## Stated goal
Edit the rows below, from the line containing "Where can the person leaning" through the end, so that "backpack" becomes "shoulder bag" and nothing else changes. Return only those lines.
--- BEGIN Material supplied ---
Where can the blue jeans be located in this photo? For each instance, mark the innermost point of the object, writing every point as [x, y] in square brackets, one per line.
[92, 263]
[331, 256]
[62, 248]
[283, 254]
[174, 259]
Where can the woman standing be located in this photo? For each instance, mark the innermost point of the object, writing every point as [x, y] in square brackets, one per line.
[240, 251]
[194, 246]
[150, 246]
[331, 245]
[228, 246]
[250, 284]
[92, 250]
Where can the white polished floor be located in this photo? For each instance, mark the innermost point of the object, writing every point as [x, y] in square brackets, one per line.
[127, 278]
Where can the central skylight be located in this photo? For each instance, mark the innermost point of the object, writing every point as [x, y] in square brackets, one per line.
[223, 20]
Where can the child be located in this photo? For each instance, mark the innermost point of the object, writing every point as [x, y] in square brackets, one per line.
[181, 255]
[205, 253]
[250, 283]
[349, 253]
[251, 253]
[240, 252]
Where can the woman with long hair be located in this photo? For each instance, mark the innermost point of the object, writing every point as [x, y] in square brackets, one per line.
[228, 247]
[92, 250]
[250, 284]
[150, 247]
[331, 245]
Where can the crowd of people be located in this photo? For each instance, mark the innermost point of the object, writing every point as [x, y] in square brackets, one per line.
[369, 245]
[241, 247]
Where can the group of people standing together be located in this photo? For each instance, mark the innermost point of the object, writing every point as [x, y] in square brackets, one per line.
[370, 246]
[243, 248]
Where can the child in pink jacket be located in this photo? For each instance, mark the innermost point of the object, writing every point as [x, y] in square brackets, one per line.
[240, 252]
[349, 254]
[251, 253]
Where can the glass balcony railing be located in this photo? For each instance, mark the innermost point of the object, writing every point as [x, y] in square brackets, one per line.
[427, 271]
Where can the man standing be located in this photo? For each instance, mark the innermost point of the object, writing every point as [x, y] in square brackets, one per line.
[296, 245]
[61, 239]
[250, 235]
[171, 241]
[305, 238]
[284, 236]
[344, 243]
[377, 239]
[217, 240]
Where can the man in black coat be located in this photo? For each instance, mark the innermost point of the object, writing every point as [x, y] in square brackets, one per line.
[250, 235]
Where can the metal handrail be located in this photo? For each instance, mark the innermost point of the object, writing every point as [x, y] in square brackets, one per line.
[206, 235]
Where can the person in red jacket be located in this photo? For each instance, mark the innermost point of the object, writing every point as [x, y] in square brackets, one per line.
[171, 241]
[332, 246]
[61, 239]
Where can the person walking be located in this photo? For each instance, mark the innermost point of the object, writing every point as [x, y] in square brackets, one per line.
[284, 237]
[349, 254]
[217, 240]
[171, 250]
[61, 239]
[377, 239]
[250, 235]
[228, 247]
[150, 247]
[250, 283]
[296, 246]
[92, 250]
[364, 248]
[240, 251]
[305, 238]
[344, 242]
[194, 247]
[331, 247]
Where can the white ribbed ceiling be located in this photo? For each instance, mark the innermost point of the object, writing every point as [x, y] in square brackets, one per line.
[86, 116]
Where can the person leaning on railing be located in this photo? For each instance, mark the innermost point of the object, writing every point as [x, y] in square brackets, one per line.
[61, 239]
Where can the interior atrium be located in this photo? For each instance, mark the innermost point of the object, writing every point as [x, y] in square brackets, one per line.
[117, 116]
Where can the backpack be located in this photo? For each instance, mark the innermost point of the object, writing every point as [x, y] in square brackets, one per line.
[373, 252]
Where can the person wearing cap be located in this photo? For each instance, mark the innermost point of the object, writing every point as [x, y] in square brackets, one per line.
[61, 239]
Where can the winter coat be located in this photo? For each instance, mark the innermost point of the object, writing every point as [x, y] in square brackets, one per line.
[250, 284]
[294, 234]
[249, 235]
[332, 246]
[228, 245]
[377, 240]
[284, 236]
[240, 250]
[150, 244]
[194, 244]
--- END Material supplied ---
## Solution below
Where can the person leaning on railing be located in this photo? For each instance, mark the innermost point of the object, writing every point as [x, y] in square brackets, one per line.
[61, 239]
Where can the interior atrium be located in this photo? For each instance, mark the innermost point of the object, writing every point as [x, y] in square brackets, one per line.
[117, 116]
Where can the shoulder bag be located in this photo? For each instance, mark the innermost point of the object, writing every point as [x, y] in square brackets, one per line.
[373, 252]
Where can the person wearing cap be located in this photo? For each instance, mark the innermost point of the object, writing every point as [x, y] in square brackets, one per line.
[61, 239]
Where can the winter coat be located in this photo? For each instance, mark the innermost point of the object, writing every point as [x, y] in square brackets, one per line.
[250, 284]
[294, 234]
[249, 235]
[332, 246]
[228, 245]
[377, 240]
[284, 236]
[240, 250]
[150, 244]
[194, 244]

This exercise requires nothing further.